GIVEN TASK – Return every line of the entries below that contains the word "rainbow".

RECORDS SUPPLIED –
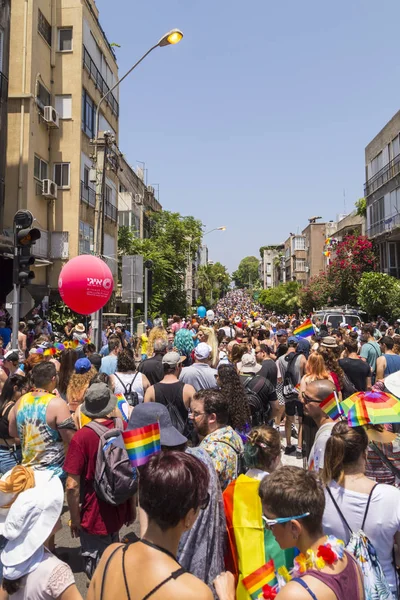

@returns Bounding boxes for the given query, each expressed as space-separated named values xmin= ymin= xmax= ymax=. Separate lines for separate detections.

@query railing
xmin=83 ymin=46 xmax=119 ymax=119
xmin=0 ymin=71 xmax=8 ymax=104
xmin=81 ymin=181 xmax=96 ymax=208
xmin=364 ymin=154 xmax=400 ymax=197
xmin=105 ymin=200 xmax=118 ymax=222
xmin=367 ymin=214 xmax=400 ymax=237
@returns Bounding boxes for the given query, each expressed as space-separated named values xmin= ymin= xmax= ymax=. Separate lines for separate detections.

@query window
xmin=38 ymin=9 xmax=51 ymax=46
xmin=55 ymin=94 xmax=72 ymax=119
xmin=292 ymin=235 xmax=306 ymax=252
xmin=58 ymin=27 xmax=72 ymax=52
xmin=296 ymin=258 xmax=306 ymax=272
xmin=79 ymin=221 xmax=94 ymax=254
xmin=36 ymin=81 xmax=51 ymax=112
xmin=54 ymin=163 xmax=70 ymax=188
xmin=0 ymin=27 xmax=4 ymax=73
xmin=82 ymin=90 xmax=96 ymax=138
xmin=33 ymin=154 xmax=49 ymax=181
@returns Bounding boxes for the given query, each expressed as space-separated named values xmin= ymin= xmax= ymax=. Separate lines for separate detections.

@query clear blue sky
xmin=97 ymin=0 xmax=400 ymax=271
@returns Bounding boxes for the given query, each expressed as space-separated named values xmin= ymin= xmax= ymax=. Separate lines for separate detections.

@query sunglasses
xmin=262 ymin=513 xmax=310 ymax=529
xmin=200 ymin=492 xmax=210 ymax=510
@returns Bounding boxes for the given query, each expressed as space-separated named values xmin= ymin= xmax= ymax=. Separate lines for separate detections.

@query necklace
xmin=259 ymin=535 xmax=344 ymax=600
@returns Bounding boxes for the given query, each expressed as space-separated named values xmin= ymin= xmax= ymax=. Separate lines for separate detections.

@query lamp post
xmin=92 ymin=29 xmax=183 ymax=348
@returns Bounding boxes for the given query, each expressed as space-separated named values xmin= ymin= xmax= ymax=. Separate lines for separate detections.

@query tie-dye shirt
xmin=17 ymin=390 xmax=65 ymax=477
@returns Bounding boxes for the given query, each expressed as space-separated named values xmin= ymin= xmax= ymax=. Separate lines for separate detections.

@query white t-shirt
xmin=308 ymin=421 xmax=335 ymax=473
xmin=322 ymin=481 xmax=400 ymax=594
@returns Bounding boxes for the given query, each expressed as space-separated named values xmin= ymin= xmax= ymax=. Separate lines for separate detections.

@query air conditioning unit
xmin=42 ymin=179 xmax=57 ymax=198
xmin=44 ymin=106 xmax=60 ymax=127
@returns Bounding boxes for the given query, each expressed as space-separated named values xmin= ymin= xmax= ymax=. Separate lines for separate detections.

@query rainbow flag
xmin=115 ymin=394 xmax=129 ymax=423
xmin=242 ymin=560 xmax=278 ymax=600
xmin=293 ymin=319 xmax=314 ymax=338
xmin=347 ymin=400 xmax=371 ymax=427
xmin=319 ymin=392 xmax=342 ymax=421
xmin=122 ymin=423 xmax=161 ymax=467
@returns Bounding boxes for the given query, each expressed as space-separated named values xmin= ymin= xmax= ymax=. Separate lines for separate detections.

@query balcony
xmin=367 ymin=214 xmax=400 ymax=238
xmin=81 ymin=181 xmax=96 ymax=208
xmin=83 ymin=46 xmax=119 ymax=119
xmin=105 ymin=200 xmax=118 ymax=222
xmin=364 ymin=154 xmax=400 ymax=197
xmin=0 ymin=71 xmax=8 ymax=104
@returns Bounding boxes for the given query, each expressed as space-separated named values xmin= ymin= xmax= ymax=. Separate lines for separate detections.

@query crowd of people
xmin=0 ymin=290 xmax=400 ymax=600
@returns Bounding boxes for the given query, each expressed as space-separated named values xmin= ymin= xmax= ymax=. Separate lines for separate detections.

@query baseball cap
xmin=194 ymin=342 xmax=211 ymax=360
xmin=162 ymin=352 xmax=186 ymax=367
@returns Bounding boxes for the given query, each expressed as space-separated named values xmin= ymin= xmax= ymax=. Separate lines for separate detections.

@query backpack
xmin=282 ymin=352 xmax=299 ymax=400
xmin=244 ymin=375 xmax=265 ymax=427
xmin=85 ymin=419 xmax=137 ymax=506
xmin=326 ymin=483 xmax=393 ymax=600
xmin=114 ymin=372 xmax=139 ymax=406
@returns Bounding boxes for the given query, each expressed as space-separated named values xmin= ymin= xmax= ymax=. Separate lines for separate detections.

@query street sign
xmin=6 ymin=288 xmax=35 ymax=318
xmin=122 ymin=254 xmax=143 ymax=304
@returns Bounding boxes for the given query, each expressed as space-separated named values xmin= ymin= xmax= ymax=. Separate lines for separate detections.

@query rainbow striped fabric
xmin=319 ymin=392 xmax=343 ymax=421
xmin=122 ymin=423 xmax=161 ymax=467
xmin=293 ymin=319 xmax=314 ymax=338
xmin=242 ymin=560 xmax=278 ymax=600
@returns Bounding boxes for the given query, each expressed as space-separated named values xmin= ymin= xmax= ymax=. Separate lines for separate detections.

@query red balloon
xmin=58 ymin=254 xmax=114 ymax=315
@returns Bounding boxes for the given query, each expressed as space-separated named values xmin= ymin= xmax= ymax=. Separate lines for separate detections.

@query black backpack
xmin=282 ymin=352 xmax=300 ymax=400
xmin=114 ymin=372 xmax=139 ymax=406
xmin=244 ymin=375 xmax=266 ymax=427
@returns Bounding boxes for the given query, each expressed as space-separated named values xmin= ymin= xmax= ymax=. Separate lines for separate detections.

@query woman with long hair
xmin=87 ymin=451 xmax=213 ymax=600
xmin=57 ymin=349 xmax=78 ymax=400
xmin=223 ymin=425 xmax=293 ymax=600
xmin=0 ymin=375 xmax=29 ymax=474
xmin=322 ymin=421 xmax=400 ymax=597
xmin=217 ymin=365 xmax=251 ymax=436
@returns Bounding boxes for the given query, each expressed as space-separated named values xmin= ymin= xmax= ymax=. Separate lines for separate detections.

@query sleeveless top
xmin=154 ymin=381 xmax=189 ymax=423
xmin=17 ymin=390 xmax=65 ymax=477
xmin=114 ymin=371 xmax=144 ymax=402
xmin=292 ymin=551 xmax=364 ymax=600
xmin=382 ymin=354 xmax=400 ymax=377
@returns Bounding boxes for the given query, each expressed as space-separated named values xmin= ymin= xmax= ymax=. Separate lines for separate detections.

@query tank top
xmin=154 ymin=381 xmax=189 ymax=423
xmin=114 ymin=371 xmax=144 ymax=402
xmin=292 ymin=552 xmax=364 ymax=600
xmin=383 ymin=354 xmax=400 ymax=377
xmin=17 ymin=390 xmax=65 ymax=477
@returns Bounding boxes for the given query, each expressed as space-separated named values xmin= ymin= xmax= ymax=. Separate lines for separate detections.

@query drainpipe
xmin=17 ymin=0 xmax=28 ymax=210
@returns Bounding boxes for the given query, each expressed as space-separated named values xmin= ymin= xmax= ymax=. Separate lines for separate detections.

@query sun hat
xmin=75 ymin=358 xmax=92 ymax=375
xmin=194 ymin=342 xmax=212 ymax=360
xmin=161 ymin=352 xmax=186 ymax=367
xmin=321 ymin=335 xmax=339 ymax=348
xmin=81 ymin=382 xmax=117 ymax=419
xmin=1 ymin=469 xmax=64 ymax=567
xmin=113 ymin=402 xmax=187 ymax=448
xmin=238 ymin=353 xmax=261 ymax=373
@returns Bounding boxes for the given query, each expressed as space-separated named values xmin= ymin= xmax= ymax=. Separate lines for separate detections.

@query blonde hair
xmin=306 ymin=354 xmax=330 ymax=380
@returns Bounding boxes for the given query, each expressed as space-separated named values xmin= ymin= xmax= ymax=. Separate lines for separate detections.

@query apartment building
xmin=4 ymin=0 xmax=119 ymax=300
xmin=258 ymin=244 xmax=285 ymax=290
xmin=118 ymin=156 xmax=162 ymax=239
xmin=364 ymin=111 xmax=400 ymax=278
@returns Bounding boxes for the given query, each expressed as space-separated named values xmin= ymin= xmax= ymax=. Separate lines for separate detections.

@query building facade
xmin=364 ymin=111 xmax=400 ymax=278
xmin=4 ymin=0 xmax=119 ymax=300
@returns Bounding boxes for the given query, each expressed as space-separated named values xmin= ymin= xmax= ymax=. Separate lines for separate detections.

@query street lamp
xmin=95 ymin=29 xmax=183 ymax=138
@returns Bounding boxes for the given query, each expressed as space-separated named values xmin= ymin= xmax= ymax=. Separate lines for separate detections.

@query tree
xmin=358 ymin=273 xmax=400 ymax=319
xmin=118 ymin=211 xmax=202 ymax=314
xmin=232 ymin=256 xmax=259 ymax=288
xmin=258 ymin=281 xmax=301 ymax=314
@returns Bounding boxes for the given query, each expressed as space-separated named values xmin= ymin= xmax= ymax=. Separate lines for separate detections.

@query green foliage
xmin=358 ymin=273 xmax=400 ymax=319
xmin=356 ymin=198 xmax=367 ymax=217
xmin=232 ymin=256 xmax=259 ymax=288
xmin=259 ymin=281 xmax=301 ymax=314
xmin=197 ymin=262 xmax=231 ymax=306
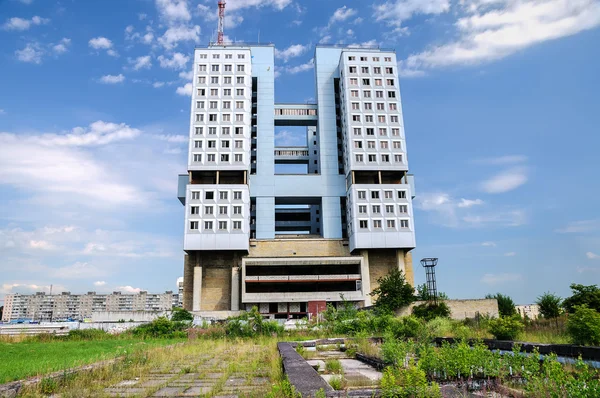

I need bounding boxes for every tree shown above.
[563,283,600,314]
[535,292,562,319]
[171,307,194,322]
[485,293,517,316]
[371,269,416,312]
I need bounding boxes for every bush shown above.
[567,306,600,346]
[412,301,451,321]
[171,307,194,322]
[132,316,187,338]
[489,317,525,340]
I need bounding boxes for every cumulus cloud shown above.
[400,0,600,74]
[100,73,125,84]
[275,44,308,62]
[2,15,50,31]
[158,53,190,69]
[481,167,527,193]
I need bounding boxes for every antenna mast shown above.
[217,0,225,45]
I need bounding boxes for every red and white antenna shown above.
[217,0,225,45]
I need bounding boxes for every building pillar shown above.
[192,266,202,312]
[231,267,240,311]
[360,250,372,307]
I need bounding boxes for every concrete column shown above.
[192,266,202,311]
[231,267,240,311]
[360,250,372,307]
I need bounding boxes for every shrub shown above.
[567,306,600,346]
[489,317,524,340]
[412,301,451,321]
[171,307,194,322]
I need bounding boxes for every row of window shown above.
[194,140,244,149]
[354,141,402,149]
[348,55,392,62]
[358,205,408,214]
[349,77,395,86]
[358,220,409,230]
[352,127,400,137]
[350,90,396,99]
[348,66,394,75]
[190,221,242,231]
[198,76,245,84]
[190,206,242,216]
[354,153,402,163]
[195,113,244,122]
[357,190,406,199]
[193,153,244,163]
[351,115,400,123]
[197,88,245,97]
[194,126,244,135]
[191,191,242,200]
[199,53,246,59]
[198,64,246,72]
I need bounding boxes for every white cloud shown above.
[100,73,125,84]
[52,37,71,54]
[2,15,50,31]
[458,198,483,208]
[129,55,152,70]
[158,53,190,69]
[555,220,600,234]
[88,36,112,50]
[481,167,527,193]
[481,273,523,285]
[399,0,600,70]
[158,25,200,50]
[175,83,192,96]
[275,44,308,62]
[156,0,192,22]
[329,6,357,26]
[15,43,44,64]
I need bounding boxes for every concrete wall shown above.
[397,299,498,320]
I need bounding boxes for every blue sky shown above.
[0,0,600,303]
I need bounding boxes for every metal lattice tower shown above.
[421,258,438,304]
[217,0,225,44]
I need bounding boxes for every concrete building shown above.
[178,44,415,318]
[2,291,178,322]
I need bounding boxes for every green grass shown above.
[0,338,182,383]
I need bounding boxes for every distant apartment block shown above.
[2,291,179,322]
[178,44,415,318]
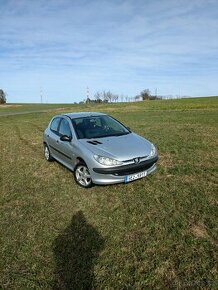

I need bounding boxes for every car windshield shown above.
[72,115,130,139]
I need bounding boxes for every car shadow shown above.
[53,211,104,290]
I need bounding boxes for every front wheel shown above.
[74,162,92,188]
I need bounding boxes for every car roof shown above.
[63,112,106,119]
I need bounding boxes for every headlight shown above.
[94,155,123,166]
[149,144,157,157]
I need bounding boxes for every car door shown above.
[57,118,74,169]
[46,117,61,159]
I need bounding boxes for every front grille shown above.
[113,162,155,176]
[93,156,158,176]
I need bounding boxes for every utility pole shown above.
[86,86,89,101]
[40,87,43,104]
[155,88,157,98]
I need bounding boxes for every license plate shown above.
[124,171,147,183]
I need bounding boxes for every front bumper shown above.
[91,156,158,184]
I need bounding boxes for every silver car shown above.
[43,112,158,188]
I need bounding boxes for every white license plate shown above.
[124,171,147,183]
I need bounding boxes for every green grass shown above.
[0,97,218,290]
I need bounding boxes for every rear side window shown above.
[50,118,60,132]
[59,119,72,137]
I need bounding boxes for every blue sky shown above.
[0,0,218,103]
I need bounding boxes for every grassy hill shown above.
[0,97,218,289]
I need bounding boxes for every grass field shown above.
[0,97,218,290]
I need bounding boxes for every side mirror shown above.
[60,135,72,142]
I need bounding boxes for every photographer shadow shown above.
[53,211,104,290]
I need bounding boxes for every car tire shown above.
[73,162,93,188]
[44,144,54,162]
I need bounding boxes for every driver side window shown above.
[59,119,72,137]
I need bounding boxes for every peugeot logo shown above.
[134,157,140,163]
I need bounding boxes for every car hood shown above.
[79,133,151,161]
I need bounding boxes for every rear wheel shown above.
[44,144,54,161]
[74,162,92,188]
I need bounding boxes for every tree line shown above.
[86,89,161,103]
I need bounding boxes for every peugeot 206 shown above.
[43,112,158,188]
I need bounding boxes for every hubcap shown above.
[45,146,50,160]
[76,165,92,186]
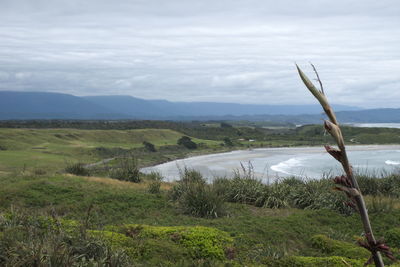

SOLUTION TO THE EXERCISE –
@query rainbow flag
@query rainbow striped fabric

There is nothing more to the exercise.